YOUR GOAL.
Repeat the listing exactly, line by line, and leave the pictures behind.

DATA SUPPLIED.
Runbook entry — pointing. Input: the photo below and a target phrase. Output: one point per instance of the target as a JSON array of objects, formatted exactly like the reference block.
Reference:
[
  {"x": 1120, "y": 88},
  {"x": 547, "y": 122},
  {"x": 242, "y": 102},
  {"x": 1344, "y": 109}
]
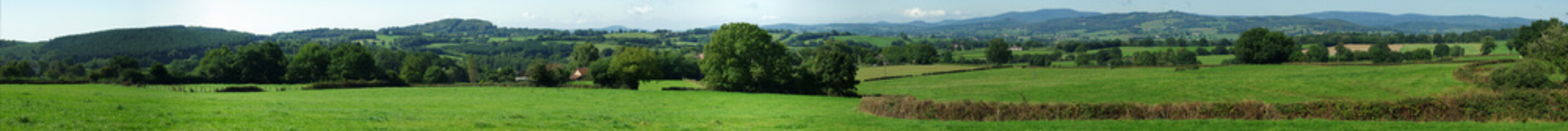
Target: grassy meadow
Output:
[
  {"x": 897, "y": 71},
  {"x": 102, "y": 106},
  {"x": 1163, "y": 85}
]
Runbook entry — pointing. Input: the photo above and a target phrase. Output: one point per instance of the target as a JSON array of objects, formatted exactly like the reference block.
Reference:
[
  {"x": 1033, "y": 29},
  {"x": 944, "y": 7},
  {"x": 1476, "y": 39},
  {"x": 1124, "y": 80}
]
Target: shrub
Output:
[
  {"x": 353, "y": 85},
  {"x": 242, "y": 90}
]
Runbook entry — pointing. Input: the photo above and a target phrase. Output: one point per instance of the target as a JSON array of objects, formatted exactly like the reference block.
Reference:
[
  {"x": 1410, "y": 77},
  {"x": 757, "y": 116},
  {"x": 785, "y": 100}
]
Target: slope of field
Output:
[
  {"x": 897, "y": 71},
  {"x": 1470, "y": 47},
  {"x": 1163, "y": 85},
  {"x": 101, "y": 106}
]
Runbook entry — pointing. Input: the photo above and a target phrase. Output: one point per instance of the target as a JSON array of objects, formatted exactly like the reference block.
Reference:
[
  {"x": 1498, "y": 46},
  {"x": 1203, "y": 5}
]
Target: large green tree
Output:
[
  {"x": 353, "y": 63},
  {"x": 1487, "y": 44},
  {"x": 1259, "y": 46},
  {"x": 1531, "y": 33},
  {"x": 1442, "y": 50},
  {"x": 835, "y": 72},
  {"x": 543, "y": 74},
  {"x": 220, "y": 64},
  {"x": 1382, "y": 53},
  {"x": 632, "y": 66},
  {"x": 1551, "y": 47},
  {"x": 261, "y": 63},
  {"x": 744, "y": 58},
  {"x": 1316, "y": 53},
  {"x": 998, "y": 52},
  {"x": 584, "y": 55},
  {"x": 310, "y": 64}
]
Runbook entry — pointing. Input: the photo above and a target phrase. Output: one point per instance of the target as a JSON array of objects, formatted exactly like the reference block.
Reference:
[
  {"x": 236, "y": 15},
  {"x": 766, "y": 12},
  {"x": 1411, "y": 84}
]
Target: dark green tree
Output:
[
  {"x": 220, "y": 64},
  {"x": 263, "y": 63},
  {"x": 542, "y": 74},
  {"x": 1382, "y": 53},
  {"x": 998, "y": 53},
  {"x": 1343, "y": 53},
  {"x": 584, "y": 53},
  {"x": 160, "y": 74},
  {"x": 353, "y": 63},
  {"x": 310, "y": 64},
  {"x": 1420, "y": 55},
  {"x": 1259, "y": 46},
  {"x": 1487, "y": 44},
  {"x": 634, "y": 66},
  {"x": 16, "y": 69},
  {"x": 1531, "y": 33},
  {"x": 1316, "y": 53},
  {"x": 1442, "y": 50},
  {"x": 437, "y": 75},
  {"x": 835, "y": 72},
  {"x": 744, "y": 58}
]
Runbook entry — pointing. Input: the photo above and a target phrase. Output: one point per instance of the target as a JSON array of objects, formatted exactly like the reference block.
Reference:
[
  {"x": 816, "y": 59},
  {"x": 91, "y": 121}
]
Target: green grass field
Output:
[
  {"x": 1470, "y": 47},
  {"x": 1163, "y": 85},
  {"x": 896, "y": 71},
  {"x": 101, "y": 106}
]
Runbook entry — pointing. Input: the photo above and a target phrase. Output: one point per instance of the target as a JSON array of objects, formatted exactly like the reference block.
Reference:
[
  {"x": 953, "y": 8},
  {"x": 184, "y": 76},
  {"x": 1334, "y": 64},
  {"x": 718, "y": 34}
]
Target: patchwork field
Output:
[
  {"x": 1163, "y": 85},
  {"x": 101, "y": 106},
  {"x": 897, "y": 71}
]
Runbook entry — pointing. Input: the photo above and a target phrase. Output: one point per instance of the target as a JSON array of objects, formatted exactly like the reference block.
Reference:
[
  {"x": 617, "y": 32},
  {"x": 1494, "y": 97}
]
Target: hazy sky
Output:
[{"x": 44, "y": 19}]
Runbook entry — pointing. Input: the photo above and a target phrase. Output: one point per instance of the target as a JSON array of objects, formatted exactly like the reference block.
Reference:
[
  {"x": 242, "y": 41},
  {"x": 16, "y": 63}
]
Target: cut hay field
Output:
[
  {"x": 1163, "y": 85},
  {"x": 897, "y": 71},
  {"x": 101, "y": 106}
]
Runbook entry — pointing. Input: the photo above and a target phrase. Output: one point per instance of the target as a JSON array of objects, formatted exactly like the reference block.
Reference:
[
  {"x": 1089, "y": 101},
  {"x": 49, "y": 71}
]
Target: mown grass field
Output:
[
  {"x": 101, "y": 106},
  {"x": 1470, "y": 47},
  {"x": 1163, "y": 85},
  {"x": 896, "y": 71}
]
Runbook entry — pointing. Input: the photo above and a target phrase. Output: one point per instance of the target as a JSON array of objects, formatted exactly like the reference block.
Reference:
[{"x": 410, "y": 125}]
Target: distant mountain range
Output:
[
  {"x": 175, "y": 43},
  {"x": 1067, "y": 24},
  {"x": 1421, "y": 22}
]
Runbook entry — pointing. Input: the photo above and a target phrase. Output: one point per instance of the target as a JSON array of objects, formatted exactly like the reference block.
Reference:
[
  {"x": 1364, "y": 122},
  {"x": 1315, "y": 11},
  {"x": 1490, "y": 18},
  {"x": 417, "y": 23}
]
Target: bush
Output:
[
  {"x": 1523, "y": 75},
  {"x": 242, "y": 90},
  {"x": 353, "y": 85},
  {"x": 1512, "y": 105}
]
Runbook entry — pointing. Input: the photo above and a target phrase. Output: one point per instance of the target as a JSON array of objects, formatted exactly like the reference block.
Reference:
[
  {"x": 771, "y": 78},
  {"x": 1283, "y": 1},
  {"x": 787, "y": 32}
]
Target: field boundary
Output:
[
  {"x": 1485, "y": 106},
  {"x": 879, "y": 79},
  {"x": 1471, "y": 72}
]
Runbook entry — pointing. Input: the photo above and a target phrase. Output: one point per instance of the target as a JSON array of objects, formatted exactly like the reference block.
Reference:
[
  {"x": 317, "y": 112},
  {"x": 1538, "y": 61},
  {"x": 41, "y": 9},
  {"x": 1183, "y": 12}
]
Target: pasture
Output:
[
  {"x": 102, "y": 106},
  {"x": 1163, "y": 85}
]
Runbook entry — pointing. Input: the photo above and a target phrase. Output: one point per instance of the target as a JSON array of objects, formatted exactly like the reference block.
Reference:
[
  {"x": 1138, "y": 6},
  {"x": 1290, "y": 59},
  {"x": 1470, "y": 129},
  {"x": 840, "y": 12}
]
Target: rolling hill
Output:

THE ANSWER.
Runbook entry — pointing. Input: the photo below and a target phrase. Output: one point per instance of the target as a JSON array of objects, formatted exactly like the reference block.
Reference:
[
  {"x": 1120, "y": 88},
  {"x": 547, "y": 122},
  {"x": 242, "y": 102},
  {"x": 1344, "y": 109}
]
Target: grassy meadow
Output:
[
  {"x": 897, "y": 71},
  {"x": 102, "y": 106},
  {"x": 1163, "y": 85}
]
Runbook entry — pointing. Input: the photo above and a target phrase. Output: one point per instance of the target as a JSON array of objects, formatted exactly like the reference block.
Reference:
[
  {"x": 1033, "y": 29},
  {"x": 944, "y": 7},
  {"x": 1476, "y": 39},
  {"x": 1124, "y": 80}
]
Target: shrub
Output:
[
  {"x": 353, "y": 85},
  {"x": 242, "y": 90}
]
Runbook entry — pointing. Input: the photo above and a target phrase. Output: one point per instance of the target as a JSON array of objects, formatted exactly like the reference block.
Reference:
[
  {"x": 1410, "y": 77},
  {"x": 757, "y": 116},
  {"x": 785, "y": 100}
]
Target: slope of field
Output:
[
  {"x": 897, "y": 71},
  {"x": 1470, "y": 47},
  {"x": 1163, "y": 85},
  {"x": 101, "y": 106}
]
Runbook entry — pointing. Input: the photo above and a target phrase. Output: one point per instance of the target as a JSON array of objects, formatted exactly like the reference block.
Reference:
[
  {"x": 1498, "y": 46},
  {"x": 1203, "y": 5}
]
Target: large green tree
Output:
[
  {"x": 353, "y": 63},
  {"x": 1487, "y": 44},
  {"x": 1259, "y": 46},
  {"x": 1531, "y": 33},
  {"x": 1442, "y": 50},
  {"x": 835, "y": 72},
  {"x": 543, "y": 74},
  {"x": 220, "y": 64},
  {"x": 1382, "y": 53},
  {"x": 632, "y": 66},
  {"x": 1551, "y": 47},
  {"x": 261, "y": 63},
  {"x": 744, "y": 58},
  {"x": 1316, "y": 53},
  {"x": 998, "y": 52},
  {"x": 584, "y": 55},
  {"x": 310, "y": 64}
]
Runbook entry — pointing. Input: the photo above and a target phrase. Output: one point per instance of the target as a JSON array of objects, formatted exactly like the reference block.
Reference:
[
  {"x": 236, "y": 15},
  {"x": 766, "y": 12},
  {"x": 1411, "y": 84}
]
Target: dark green tree
Output:
[
  {"x": 220, "y": 64},
  {"x": 263, "y": 63},
  {"x": 542, "y": 74},
  {"x": 1382, "y": 53},
  {"x": 998, "y": 53},
  {"x": 1343, "y": 53},
  {"x": 584, "y": 53},
  {"x": 160, "y": 74},
  {"x": 353, "y": 63},
  {"x": 310, "y": 64},
  {"x": 1420, "y": 55},
  {"x": 1259, "y": 46},
  {"x": 1487, "y": 44},
  {"x": 634, "y": 66},
  {"x": 16, "y": 69},
  {"x": 1531, "y": 33},
  {"x": 1316, "y": 53},
  {"x": 1442, "y": 50},
  {"x": 437, "y": 75},
  {"x": 835, "y": 72},
  {"x": 744, "y": 58}
]
Runbook entry — pointing. Input: the photo above and a target phrase. Output: one point per instance of the target as a JSON array of objects, formatted exactly like the reference block.
Reference:
[
  {"x": 816, "y": 59},
  {"x": 91, "y": 121}
]
Target: green grass field
Output:
[
  {"x": 1470, "y": 47},
  {"x": 1163, "y": 85},
  {"x": 896, "y": 71},
  {"x": 101, "y": 106}
]
Runbook entry — pointing. Input: the photo above and a target phrase. Output: one point per instance of the target as a JSON array of objects, formatted exactly like the reference block.
Reference:
[
  {"x": 953, "y": 8},
  {"x": 184, "y": 76},
  {"x": 1334, "y": 64},
  {"x": 718, "y": 34}
]
Target: patchwork field
Output:
[
  {"x": 1163, "y": 85},
  {"x": 101, "y": 106},
  {"x": 897, "y": 71}
]
Runbook entry — pointing. Input: the photo above and a target phrase. Output: one point per instance of the target as a JSON array of objects, formatted exactly like the reference block.
Reference:
[
  {"x": 617, "y": 32},
  {"x": 1494, "y": 97}
]
Target: hazy sky
Output:
[{"x": 44, "y": 19}]
Runbook entry — pointing. Input: the photo above and a target phrase. Output: one point per instance of the target as a JSON array of objects, formatted exactly like the reference block.
Reference:
[
  {"x": 242, "y": 41},
  {"x": 16, "y": 63}
]
Target: cut hay field
Output:
[
  {"x": 1163, "y": 85},
  {"x": 897, "y": 71},
  {"x": 101, "y": 106}
]
Runbook entry — pointing. Input: the photo above and a target phrase. Output: one point per instance of the target as a JSON array of objects, formatted exactly like the reference block.
Reference:
[
  {"x": 1089, "y": 101},
  {"x": 49, "y": 71}
]
Target: mown grass field
Output:
[
  {"x": 101, "y": 106},
  {"x": 1470, "y": 47},
  {"x": 1163, "y": 85},
  {"x": 896, "y": 71}
]
Runbook entry — pointing. Input: the photo above and a target phrase. Output: one point per instance of the target as a JSON array of objects, formatted exactly like the reference block.
Reference:
[{"x": 410, "y": 125}]
Target: distant mountain range
Output:
[
  {"x": 175, "y": 43},
  {"x": 1067, "y": 24},
  {"x": 1421, "y": 22}
]
Runbook entry — pointing. Input: the photo above and a target phrase. Output: one point per instance of the target as a JSON array of objects, formatted exactly like the reference block.
Reference:
[
  {"x": 1364, "y": 122},
  {"x": 1315, "y": 11},
  {"x": 1490, "y": 18},
  {"x": 417, "y": 23}
]
Target: bush
Output:
[
  {"x": 1523, "y": 75},
  {"x": 242, "y": 90},
  {"x": 353, "y": 85},
  {"x": 1512, "y": 105}
]
Runbook entry — pointing. Input: the photo above and a target phrase. Output: one point per instance of the target as a JSON array of objects, formatted exactly like the reference block.
Reference:
[
  {"x": 771, "y": 78},
  {"x": 1283, "y": 1},
  {"x": 787, "y": 32}
]
Target: field boundary
Output:
[
  {"x": 1485, "y": 106},
  {"x": 879, "y": 79},
  {"x": 1471, "y": 72}
]
Runbook entry — pointing. Input: the photo above and a target phrase. Output: one point per instance of the target as a JSON array of objects, formatted exactly like the reference block.
Reference:
[
  {"x": 317, "y": 112},
  {"x": 1538, "y": 61},
  {"x": 41, "y": 9},
  {"x": 1183, "y": 12}
]
Target: pasture
Output:
[
  {"x": 102, "y": 106},
  {"x": 1163, "y": 85}
]
Runbook entry — pointing. Input: the photo above and a target phrase. Output: one point per instance of the target as a JSON array of objects, formatted exactly like the reference block.
Reference:
[
  {"x": 1138, "y": 6},
  {"x": 1290, "y": 59},
  {"x": 1470, "y": 129},
  {"x": 840, "y": 12}
]
Target: rolling hill
Output:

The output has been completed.